== Source text

Again, heterogeneous canopies require more repetitions (images) than homogeneous canopies to achieve good spatial sampling. Image-processing software also allows to mask some part of the hemisphere, in order to reduce the field of view, which may improve spatial representation in heterogeneous canopies, i.e., to include dense and sparse regions of a heterogeneous canopy in separate images.

The masking procedure could also be used in mixed forests, in order to sample clusters of different species in different images. Masking can also be used to prevent some undesired part of the image from being analyzed (i.e., sun glint, operator, etc).

As previously outlined, use of downward pointing camera enables analysis of understory, and even allows separating this component from top of canopy elements. In the case of taller understory, Rich et al. ([48]) suggested using tall-folding monopod with self-leveling mount set-up to sample top of canopy, or, alternatively, using a ladder. Use of a ladder also enable measuring canopy at different heights, which could be useful in tropical wet forests.

Other sampling difficulties arise from measurement on single trees, because indirect methods are poorly suitable for single plants ([17]). However, Hemiview software proposes specific options for measurements on single trees ([48]). The LAI-2000 user’s manual proposes similar suggestions, which can also be suited to hemispherical photography.

Specific precautions should be adopted for slope, such as holding the lens normal to the ground; e.g., self-leveling tripod is provided with Winscanopy equipment. Some authors even suggested corrective methods to introduce slope effect in the analysis ([56], [52]).

====
== Information provided

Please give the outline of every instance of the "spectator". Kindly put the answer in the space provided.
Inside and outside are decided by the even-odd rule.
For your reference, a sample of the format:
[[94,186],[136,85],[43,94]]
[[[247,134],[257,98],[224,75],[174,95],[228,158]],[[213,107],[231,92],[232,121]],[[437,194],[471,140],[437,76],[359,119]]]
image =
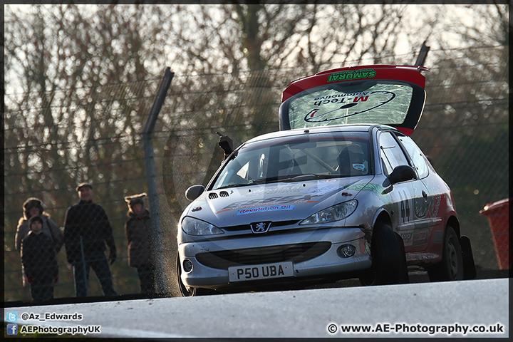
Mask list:
[[[43,219],[43,234],[52,239],[56,254],[58,254],[63,246],[63,234],[61,229],[50,218],[50,215],[44,212],[43,204],[41,200],[36,197],[30,197],[27,199],[23,204],[24,216],[18,222],[16,228],[16,237],[14,238],[14,244],[16,250],[21,252],[21,240],[25,238],[31,231],[28,225],[28,220],[34,216],[39,216]],[[26,286],[26,276],[23,276],[23,285]]]
[[100,281],[103,295],[116,296],[109,262],[105,255],[106,243],[110,264],[116,259],[112,227],[103,208],[93,202],[93,186],[81,183],[76,191],[80,202],[68,209],[64,220],[64,246],[68,262],[73,268],[76,296],[88,296],[91,268]]
[[58,281],[55,242],[43,232],[43,220],[33,216],[30,232],[21,243],[21,263],[34,300],[53,298],[53,284]]
[[152,224],[145,207],[145,193],[125,197],[128,220],[125,225],[128,243],[128,264],[135,267],[141,294],[155,293],[155,266],[152,249]]

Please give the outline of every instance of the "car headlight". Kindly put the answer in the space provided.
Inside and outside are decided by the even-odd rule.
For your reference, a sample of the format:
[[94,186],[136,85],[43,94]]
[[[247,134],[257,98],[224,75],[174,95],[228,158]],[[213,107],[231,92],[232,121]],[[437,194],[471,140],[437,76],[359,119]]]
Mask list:
[[214,235],[224,233],[214,224],[188,217],[184,217],[182,221],[182,229],[190,235]]
[[299,224],[317,224],[338,221],[353,214],[357,206],[358,201],[356,200],[344,202],[316,212],[310,217],[301,221]]

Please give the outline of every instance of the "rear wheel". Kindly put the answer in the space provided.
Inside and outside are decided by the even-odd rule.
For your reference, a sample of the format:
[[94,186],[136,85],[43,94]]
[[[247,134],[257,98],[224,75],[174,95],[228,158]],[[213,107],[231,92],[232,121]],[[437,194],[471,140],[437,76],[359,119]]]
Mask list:
[[451,226],[445,228],[442,261],[429,269],[430,281],[463,280],[463,256],[460,239]]
[[408,282],[405,274],[405,256],[403,247],[388,224],[378,223],[374,226],[370,244],[372,266],[360,276],[362,285],[385,285]]

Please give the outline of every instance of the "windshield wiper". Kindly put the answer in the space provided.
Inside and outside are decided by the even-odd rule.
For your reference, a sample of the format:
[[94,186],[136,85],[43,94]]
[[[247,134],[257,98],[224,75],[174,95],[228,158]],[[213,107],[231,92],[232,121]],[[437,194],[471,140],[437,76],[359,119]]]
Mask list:
[[274,182],[304,182],[312,180],[323,180],[326,178],[339,178],[340,175],[316,175],[308,173],[305,175],[287,175],[285,176],[274,176],[268,178],[259,178],[251,181],[252,184],[271,183]]
[[223,185],[222,187],[216,187],[215,189],[212,189],[213,190],[219,190],[219,189],[226,189],[227,187],[246,187],[247,185],[252,185],[252,183],[246,183],[246,184],[229,184],[228,185]]

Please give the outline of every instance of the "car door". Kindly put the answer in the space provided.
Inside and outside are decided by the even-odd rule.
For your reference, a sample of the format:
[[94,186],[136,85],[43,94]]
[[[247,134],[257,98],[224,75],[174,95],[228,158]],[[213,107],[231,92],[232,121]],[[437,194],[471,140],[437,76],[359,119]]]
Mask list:
[[[390,175],[399,165],[412,165],[397,137],[390,131],[383,131],[379,138],[383,172]],[[393,185],[390,192],[392,224],[403,238],[405,251],[420,252],[428,246],[431,221],[427,217],[428,193],[425,185],[417,177]]]
[[[429,234],[431,234],[435,226],[442,224],[442,218],[437,214],[442,197],[441,188],[437,186],[437,183],[429,181],[430,167],[427,158],[417,144],[410,137],[403,135],[398,134],[397,138],[410,157],[419,180],[422,181],[422,198],[415,197],[415,211],[418,212],[420,226],[428,226]],[[415,243],[420,242],[414,239]]]

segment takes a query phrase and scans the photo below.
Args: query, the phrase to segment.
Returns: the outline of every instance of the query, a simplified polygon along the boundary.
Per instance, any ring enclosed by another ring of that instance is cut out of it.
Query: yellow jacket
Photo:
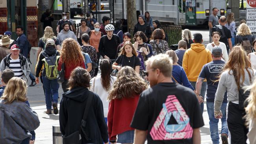
[[[191,48],[184,54],[182,62],[182,67],[188,80],[197,81],[204,65],[211,61],[211,52],[205,48],[204,45],[199,43],[191,44]]]

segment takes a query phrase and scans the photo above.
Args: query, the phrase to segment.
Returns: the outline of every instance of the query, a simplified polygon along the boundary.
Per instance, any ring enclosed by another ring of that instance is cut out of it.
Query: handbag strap
[[[83,112],[83,120],[86,121],[86,118],[87,118],[87,116],[88,114],[89,113],[89,108],[91,106],[91,100],[93,99],[93,97],[94,94],[93,92],[89,92],[89,94],[88,96],[88,99],[87,100],[87,102],[86,103],[86,106],[85,106],[85,108],[84,109],[84,111]],[[87,92],[88,93],[88,92]]]

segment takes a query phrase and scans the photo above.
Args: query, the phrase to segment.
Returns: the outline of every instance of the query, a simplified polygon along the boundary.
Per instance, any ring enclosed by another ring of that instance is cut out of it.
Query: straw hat
[[[0,39],[0,45],[4,45],[9,44],[13,43],[14,41],[12,39],[10,39],[7,35],[4,35],[2,37],[2,39]]]

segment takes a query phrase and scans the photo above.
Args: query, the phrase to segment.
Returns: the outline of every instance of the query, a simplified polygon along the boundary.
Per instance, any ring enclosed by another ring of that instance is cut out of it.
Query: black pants
[[[68,88],[69,88],[69,86],[68,85],[68,80],[65,79],[64,82],[61,83],[61,87],[62,87],[62,90],[64,92],[66,92],[69,91],[69,90],[68,89]]]
[[[228,113],[228,127],[231,135],[231,144],[246,144],[248,129],[245,126],[243,118],[245,114],[244,111],[238,108],[238,105],[230,102]]]
[[[97,52],[97,57],[98,58],[98,61],[97,61],[97,64],[98,64],[98,67],[95,69],[95,74],[94,76],[96,76],[98,75],[98,72],[99,71],[99,62],[100,62],[100,54],[99,52]]]

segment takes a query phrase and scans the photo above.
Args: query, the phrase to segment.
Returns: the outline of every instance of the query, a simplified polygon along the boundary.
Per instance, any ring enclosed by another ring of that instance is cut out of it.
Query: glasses
[[[144,72],[146,74],[146,76],[148,76],[148,72],[150,71],[151,71],[152,70],[154,70],[155,69],[155,68],[150,69],[150,70],[148,70],[147,71],[146,71],[146,70],[144,70]]]

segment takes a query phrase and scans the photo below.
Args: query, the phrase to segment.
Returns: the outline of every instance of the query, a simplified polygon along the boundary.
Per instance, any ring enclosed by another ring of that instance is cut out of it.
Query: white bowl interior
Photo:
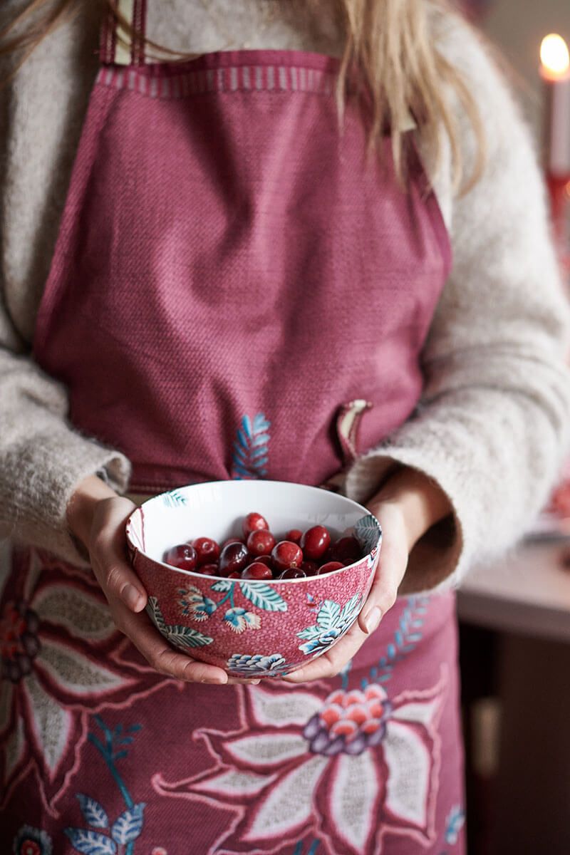
[[[142,507],[144,552],[159,562],[165,550],[194,538],[210,537],[220,543],[229,537],[241,537],[242,522],[251,511],[261,514],[271,531],[281,536],[291,528],[303,531],[323,525],[332,536],[340,537],[363,516],[369,516],[361,504],[338,493],[303,484],[268,481],[193,484],[156,496]],[[140,549],[138,528],[135,522],[131,539]],[[376,523],[373,545],[379,539]]]

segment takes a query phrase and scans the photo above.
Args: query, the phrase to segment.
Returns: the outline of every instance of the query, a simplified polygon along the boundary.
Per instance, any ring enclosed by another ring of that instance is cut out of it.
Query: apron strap
[[[120,15],[135,32],[146,32],[146,0],[115,0]],[[131,38],[109,9],[103,15],[99,35],[99,60],[104,64],[144,65],[144,41]]]

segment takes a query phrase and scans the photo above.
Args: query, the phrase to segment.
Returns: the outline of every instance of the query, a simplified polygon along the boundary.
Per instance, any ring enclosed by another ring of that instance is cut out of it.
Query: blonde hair
[[[449,9],[448,0],[303,0],[315,10],[330,3],[345,36],[335,97],[342,124],[349,94],[349,75],[356,73],[368,96],[370,127],[368,154],[381,151],[381,138],[390,131],[396,173],[404,185],[408,165],[408,137],[401,128],[411,113],[432,158],[441,163],[444,137],[451,154],[453,185],[466,192],[480,176],[485,160],[485,135],[477,106],[461,73],[438,50],[430,25],[434,9]],[[102,14],[110,9],[121,29],[131,33],[129,21],[116,10],[114,0],[99,0]],[[80,0],[32,0],[0,32],[0,57],[21,52],[16,70],[35,47],[65,21],[73,17]],[[18,32],[21,27],[23,32]],[[467,26],[467,25],[466,25]],[[15,32],[17,33],[15,35]],[[184,62],[179,51],[145,39],[152,50],[173,61]],[[12,73],[12,75],[15,72]],[[478,142],[478,156],[470,175],[465,175],[458,119],[449,94],[453,92],[467,115]],[[360,96],[361,92],[357,92]]]

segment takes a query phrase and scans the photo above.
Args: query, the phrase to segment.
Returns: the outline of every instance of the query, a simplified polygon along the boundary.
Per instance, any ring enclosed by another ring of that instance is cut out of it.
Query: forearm
[[[68,503],[66,519],[72,534],[85,549],[89,545],[95,505],[102,499],[116,497],[115,490],[97,475],[89,475],[78,484]]]
[[[381,489],[370,499],[368,508],[374,512],[386,503],[401,510],[408,540],[408,551],[436,522],[452,512],[451,504],[442,488],[418,469],[398,467]]]

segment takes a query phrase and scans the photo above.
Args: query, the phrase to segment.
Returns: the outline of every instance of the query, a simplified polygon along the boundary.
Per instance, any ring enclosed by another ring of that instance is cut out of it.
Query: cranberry
[[[192,546],[197,553],[198,567],[212,564],[220,557],[220,546],[211,537],[198,537],[192,540]]]
[[[260,528],[269,530],[269,526],[265,517],[261,516],[261,514],[248,514],[242,524],[244,537],[247,540],[251,532],[259,531]]]
[[[273,563],[270,555],[255,555],[251,556],[251,558],[252,562],[256,561],[258,564],[265,564],[266,567],[270,567],[273,569]]]
[[[304,579],[307,574],[300,567],[288,567],[279,574],[279,579]]]
[[[224,540],[224,542],[221,545],[221,551],[222,551],[222,552],[226,549],[226,546],[230,545],[231,543],[245,543],[245,541],[240,540],[240,538],[238,538],[238,537],[228,537],[227,540]]]
[[[303,561],[301,563],[301,569],[305,571],[307,576],[316,576],[319,572],[319,565],[316,561]]]
[[[291,540],[279,540],[276,546],[273,546],[271,557],[273,561],[273,567],[276,570],[282,572],[288,567],[300,567],[303,561],[303,552],[301,547]]]
[[[254,561],[242,570],[242,579],[272,579],[273,574],[267,564],[262,564],[261,561]]]
[[[267,528],[258,528],[250,533],[247,540],[247,548],[251,555],[271,555],[275,545],[275,538]]]
[[[198,567],[197,572],[201,573],[203,576],[219,576],[220,575],[220,567],[218,564],[202,564]]]
[[[193,570],[196,567],[197,555],[196,550],[189,543],[180,543],[172,549],[167,549],[162,556],[162,561],[167,564],[177,567],[179,570]]]
[[[344,564],[352,564],[362,557],[362,550],[356,537],[350,534],[341,537],[332,544],[332,560],[342,561]]]
[[[220,571],[222,575],[243,570],[249,561],[247,548],[244,543],[230,543],[224,546],[220,556]]]
[[[319,575],[322,575],[323,573],[332,573],[332,570],[339,570],[341,567],[344,564],[341,564],[340,561],[327,561],[326,564],[319,568]]]
[[[322,557],[331,542],[331,535],[324,526],[313,526],[301,538],[299,545],[307,558],[318,561]]]

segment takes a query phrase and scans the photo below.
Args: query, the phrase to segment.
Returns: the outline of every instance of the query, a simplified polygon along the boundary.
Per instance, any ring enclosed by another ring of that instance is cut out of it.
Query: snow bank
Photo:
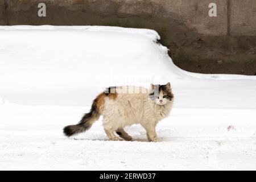
[[[175,107],[256,107],[255,76],[183,71],[159,39],[147,29],[0,27],[0,96],[23,105],[88,106],[105,86],[170,81]]]

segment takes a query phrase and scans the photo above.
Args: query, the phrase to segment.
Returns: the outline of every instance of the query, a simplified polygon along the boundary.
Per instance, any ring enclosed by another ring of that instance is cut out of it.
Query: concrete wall
[[[208,16],[212,2],[217,17]],[[0,0],[0,24],[154,29],[177,65],[200,73],[255,75],[255,0]]]

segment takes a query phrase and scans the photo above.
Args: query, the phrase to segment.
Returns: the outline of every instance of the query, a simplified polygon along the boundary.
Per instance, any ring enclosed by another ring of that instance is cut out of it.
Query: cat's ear
[[[171,84],[170,83],[170,82],[168,82],[166,85],[167,88],[171,88]]]

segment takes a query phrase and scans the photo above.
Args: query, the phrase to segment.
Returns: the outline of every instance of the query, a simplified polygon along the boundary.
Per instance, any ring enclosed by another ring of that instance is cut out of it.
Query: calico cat
[[[110,87],[94,99],[90,111],[77,125],[67,126],[63,131],[67,136],[85,131],[102,115],[104,130],[111,140],[120,140],[115,133],[126,140],[131,140],[123,128],[138,123],[145,129],[150,142],[158,142],[156,125],[167,117],[173,100],[170,82],[163,85],[151,84],[150,89]]]

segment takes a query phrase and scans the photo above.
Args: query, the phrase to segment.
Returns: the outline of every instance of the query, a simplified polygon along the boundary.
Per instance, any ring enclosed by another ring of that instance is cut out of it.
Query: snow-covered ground
[[[153,30],[0,26],[0,169],[256,169],[256,76],[176,67]],[[108,141],[101,119],[67,138],[105,86],[171,82],[170,116],[148,142]]]

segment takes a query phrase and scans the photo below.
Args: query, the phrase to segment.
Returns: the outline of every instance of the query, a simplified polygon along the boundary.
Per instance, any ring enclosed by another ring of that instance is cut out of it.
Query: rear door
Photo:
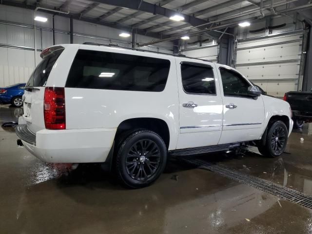
[[[216,145],[221,136],[222,99],[213,63],[176,58],[179,99],[177,149]]]
[[[44,51],[42,60],[30,75],[23,100],[24,114],[27,128],[32,133],[45,128],[43,117],[44,88],[49,75],[56,61],[64,50],[62,46],[55,46]]]

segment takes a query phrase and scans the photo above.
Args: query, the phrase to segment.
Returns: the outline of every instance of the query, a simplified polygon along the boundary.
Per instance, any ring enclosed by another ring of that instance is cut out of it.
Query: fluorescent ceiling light
[[[243,22],[238,24],[241,27],[247,27],[247,26],[250,26],[250,23],[249,22]]]
[[[190,37],[188,36],[184,36],[181,38],[181,39],[183,39],[183,40],[188,40],[190,39]]]
[[[214,78],[205,78],[204,79],[202,79],[202,80],[203,81],[211,81],[214,79]]]
[[[169,18],[170,20],[175,21],[181,21],[184,20],[184,18],[179,15],[175,15]]]
[[[130,34],[128,33],[121,33],[119,35],[119,36],[123,38],[128,38],[130,36]]]
[[[115,75],[115,74],[113,73],[102,72],[99,74],[98,77],[113,77],[114,75]]]
[[[41,17],[41,16],[36,16],[35,17],[35,20],[36,21],[39,21],[40,22],[46,22],[48,20],[48,18]]]

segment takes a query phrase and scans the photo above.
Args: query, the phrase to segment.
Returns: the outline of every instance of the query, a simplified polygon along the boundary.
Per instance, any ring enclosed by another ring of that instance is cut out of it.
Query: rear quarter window
[[[66,87],[161,92],[165,88],[170,68],[167,59],[79,50]]]
[[[55,50],[43,57],[30,75],[26,86],[45,86],[53,65],[63,50],[63,48]]]

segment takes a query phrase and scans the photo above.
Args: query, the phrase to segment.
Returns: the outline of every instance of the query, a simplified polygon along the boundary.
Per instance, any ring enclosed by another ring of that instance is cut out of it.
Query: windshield
[[[44,57],[30,75],[26,86],[45,86],[50,73],[64,49],[53,51]]]

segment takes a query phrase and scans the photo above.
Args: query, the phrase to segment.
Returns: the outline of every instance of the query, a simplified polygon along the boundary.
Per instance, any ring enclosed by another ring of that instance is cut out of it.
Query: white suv
[[[132,188],[150,184],[167,155],[228,151],[253,141],[282,154],[289,104],[236,70],[182,56],[99,44],[42,51],[16,128],[47,162],[107,162]]]

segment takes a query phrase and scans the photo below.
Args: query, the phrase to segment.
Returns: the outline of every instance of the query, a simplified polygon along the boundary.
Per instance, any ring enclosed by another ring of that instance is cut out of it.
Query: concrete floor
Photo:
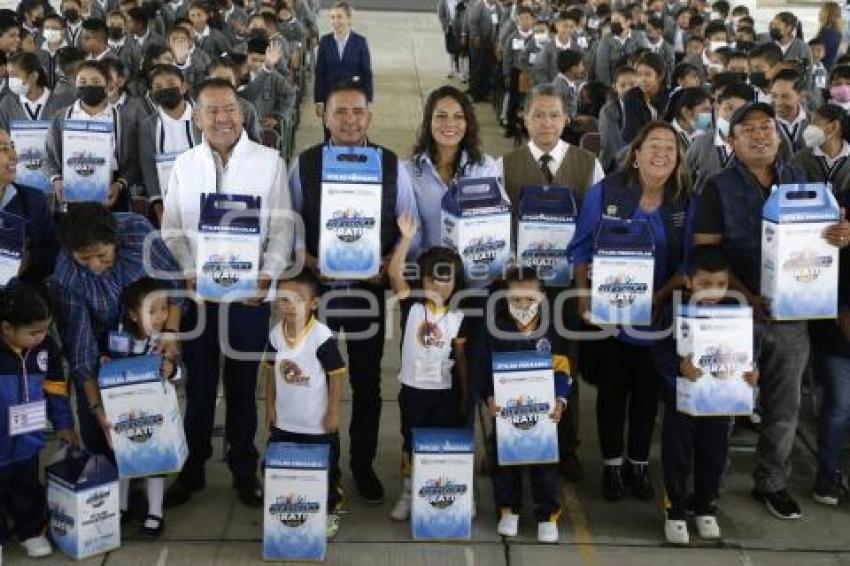
[[[409,154],[421,119],[424,97],[445,82],[447,64],[440,45],[441,35],[435,16],[430,14],[361,13],[357,27],[368,35],[376,69],[375,119],[372,138]],[[492,109],[479,105],[484,146],[501,155],[510,149],[500,136]],[[305,107],[298,147],[321,140],[320,125]],[[396,333],[397,334],[397,333]],[[356,355],[356,352],[353,354]],[[482,565],[545,566],[587,565],[697,565],[723,566],[850,564],[850,519],[846,506],[824,509],[808,497],[814,459],[805,443],[798,443],[792,492],[804,506],[805,518],[796,522],[773,519],[749,496],[753,454],[751,434],[735,437],[732,466],[726,480],[719,520],[724,539],[718,544],[695,542],[689,550],[665,546],[662,511],[659,502],[642,503],[627,499],[618,504],[600,495],[598,448],[595,431],[593,389],[583,388],[581,402],[583,444],[580,449],[587,477],[578,485],[563,488],[565,513],[561,521],[561,542],[557,546],[536,543],[533,518],[522,517],[520,536],[504,541],[495,531],[495,510],[489,479],[482,475],[476,485],[478,519],[472,540],[463,544],[423,544],[413,542],[406,524],[393,523],[388,513],[400,484],[400,434],[398,432],[398,344],[390,342],[383,360],[383,399],[381,438],[376,469],[387,488],[387,502],[378,508],[362,505],[347,471],[347,435],[343,434],[343,483],[349,494],[340,533],[330,545],[327,563],[338,565]],[[347,429],[350,396],[343,402],[343,430]],[[222,407],[220,407],[221,409]],[[221,411],[220,411],[221,412]],[[218,422],[223,422],[223,412]],[[258,445],[265,438],[258,438]],[[120,550],[97,557],[92,565],[206,565],[259,564],[262,562],[261,513],[243,507],[230,489],[230,477],[221,459],[221,442],[208,465],[208,488],[190,505],[166,513],[167,528],[162,540],[149,542],[135,536],[135,528],[124,532]],[[45,454],[49,454],[50,450]],[[657,493],[660,470],[653,449],[654,480]],[[660,499],[660,498],[659,498]],[[694,537],[696,538],[696,537]],[[10,546],[7,564],[36,564],[23,558],[21,549]],[[42,564],[65,564],[56,554]]]

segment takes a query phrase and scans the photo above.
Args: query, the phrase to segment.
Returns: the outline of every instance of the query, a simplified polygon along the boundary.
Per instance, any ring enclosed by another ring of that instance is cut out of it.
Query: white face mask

====

*Problem to work on*.
In the passage on hemispherical canopy photography, what set-up did Rich et al. suggest for sampling the top of the canopy when the understory is taller?

*Answer to the problem*.
A tall-folding monopod with a self-leveling mount, or alternatively a ladder.